| Entries |

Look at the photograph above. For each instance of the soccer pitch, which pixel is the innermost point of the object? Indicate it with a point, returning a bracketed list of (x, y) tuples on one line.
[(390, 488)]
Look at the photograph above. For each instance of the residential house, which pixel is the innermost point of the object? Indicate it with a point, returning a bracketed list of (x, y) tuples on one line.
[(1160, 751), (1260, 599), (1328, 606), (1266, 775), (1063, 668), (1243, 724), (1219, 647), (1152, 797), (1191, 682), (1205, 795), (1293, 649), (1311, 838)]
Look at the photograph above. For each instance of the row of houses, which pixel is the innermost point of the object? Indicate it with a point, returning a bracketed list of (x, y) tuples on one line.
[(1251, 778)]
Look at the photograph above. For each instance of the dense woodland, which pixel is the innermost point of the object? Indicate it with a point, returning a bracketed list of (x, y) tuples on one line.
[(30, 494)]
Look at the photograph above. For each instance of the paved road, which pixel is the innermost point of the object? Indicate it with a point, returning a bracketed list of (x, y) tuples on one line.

--

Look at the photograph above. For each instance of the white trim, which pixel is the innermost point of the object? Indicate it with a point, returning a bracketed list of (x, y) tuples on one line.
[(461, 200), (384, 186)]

| Required task |
Reproduce the rows from the line containing "Look at the photograph above. For each instance of the soccer" through the line containing "649), (1311, 838)]", switching "innermost" to "centermost" and leaving everything else unchanged. Output only those lines.

| Full solution |
Look at the photograph above. For each instance of the soccer pitch, which pixel is the centermost point of the object? Indicate it with a point, returning a bracketed list of (x, y) tuples on one line.
[(390, 488)]
Look at the photograph above. For each instance of the residential house, which pixel is the centermost point of the object? Indicate it with a point, returning a bracketed list of (x, y) tuples on one line.
[(1160, 751), (1260, 599), (1328, 606), (1266, 775), (1063, 668), (1243, 724), (1219, 647), (1152, 797), (1191, 682), (1205, 795), (1293, 649), (1311, 838)]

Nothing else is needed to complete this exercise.